**SOURCE DATA**.
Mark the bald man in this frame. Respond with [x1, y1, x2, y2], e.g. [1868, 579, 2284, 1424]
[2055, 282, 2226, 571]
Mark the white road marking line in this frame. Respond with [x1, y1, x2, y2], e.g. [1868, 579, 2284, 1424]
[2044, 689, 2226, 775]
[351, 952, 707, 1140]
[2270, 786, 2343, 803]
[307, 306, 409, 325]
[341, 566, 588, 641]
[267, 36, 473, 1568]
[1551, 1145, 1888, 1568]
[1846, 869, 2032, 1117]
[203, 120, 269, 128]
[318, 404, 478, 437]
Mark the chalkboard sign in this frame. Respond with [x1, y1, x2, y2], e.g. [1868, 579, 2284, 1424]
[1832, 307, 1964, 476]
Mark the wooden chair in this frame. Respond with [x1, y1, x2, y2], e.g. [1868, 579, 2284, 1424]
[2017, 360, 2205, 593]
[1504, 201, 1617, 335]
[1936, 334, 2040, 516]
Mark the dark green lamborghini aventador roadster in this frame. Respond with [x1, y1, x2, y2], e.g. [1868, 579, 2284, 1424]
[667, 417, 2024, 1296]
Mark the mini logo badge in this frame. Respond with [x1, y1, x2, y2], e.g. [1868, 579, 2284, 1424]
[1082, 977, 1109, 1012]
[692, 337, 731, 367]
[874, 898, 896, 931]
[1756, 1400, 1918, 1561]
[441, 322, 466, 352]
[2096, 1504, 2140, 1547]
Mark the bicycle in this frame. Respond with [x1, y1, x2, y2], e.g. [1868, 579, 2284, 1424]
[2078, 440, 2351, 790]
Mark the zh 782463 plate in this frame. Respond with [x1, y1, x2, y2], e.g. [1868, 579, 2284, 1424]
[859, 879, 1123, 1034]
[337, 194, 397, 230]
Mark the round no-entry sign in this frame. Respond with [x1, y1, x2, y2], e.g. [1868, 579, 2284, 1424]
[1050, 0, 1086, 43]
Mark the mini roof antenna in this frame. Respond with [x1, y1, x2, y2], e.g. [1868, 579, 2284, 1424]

**AIM OF THE TASK**.
Reproduce the entire listing. Keep every word as it is.

**EXPECTED ANSWER**.
Mark the bald man in this frame. Respond with [x1, y1, x2, y2], e.g. [1868, 579, 2284, 1424]
[2055, 282, 2226, 571]
Mark the white road marking line in this frame. Respond with [x1, y1, x2, y2], e.g. [1868, 579, 2284, 1424]
[2044, 689, 2226, 775]
[351, 952, 707, 1140]
[2270, 786, 2343, 803]
[307, 306, 409, 325]
[341, 566, 588, 641]
[267, 36, 473, 1568]
[1551, 1145, 1888, 1568]
[1846, 869, 2032, 1117]
[203, 120, 269, 128]
[318, 404, 478, 437]
Mark the chalkboard sign in this frame. Respond with [x1, y1, x2, y2], e.g. [1868, 579, 2284, 1424]
[1832, 307, 1964, 476]
Mark the wooden chair in this frame. Respond with [x1, y1, x2, y2], e.g. [1868, 579, 2284, 1424]
[2017, 360, 2205, 593]
[1504, 201, 1617, 335]
[1936, 334, 2040, 516]
Mark the dark green lamborghini aventador roadster in this frame. Respond with [x1, y1, x2, y2], e.g. [1868, 579, 2284, 1424]
[667, 417, 2024, 1296]
Mark the mini logo badge in this frame. Respond with [x1, y1, x2, y2], e.g. [1868, 579, 2284, 1424]
[1082, 977, 1109, 1012]
[692, 337, 731, 367]
[874, 898, 896, 931]
[1756, 1400, 1918, 1561]
[441, 322, 466, 352]
[2096, 1504, 2140, 1547]
Mark the bicycle in this frame. Respond with [x1, y1, x2, y2], e.g. [1868, 579, 2284, 1424]
[2078, 440, 2351, 790]
Mark the zh 782463 plate in this frame. Respond with [x1, y1, x2, y2], e.g. [1868, 579, 2284, 1424]
[859, 879, 1123, 1034]
[337, 194, 397, 230]
Mark the round no-entry sign in this frame. Respond with [x1, y1, x2, y2], e.g. [1868, 579, 2284, 1424]
[1050, 0, 1086, 43]
Mark the mini roof antenna in this frame. Respond with [x1, y1, x2, y2], e.g. [1868, 579, 2284, 1424]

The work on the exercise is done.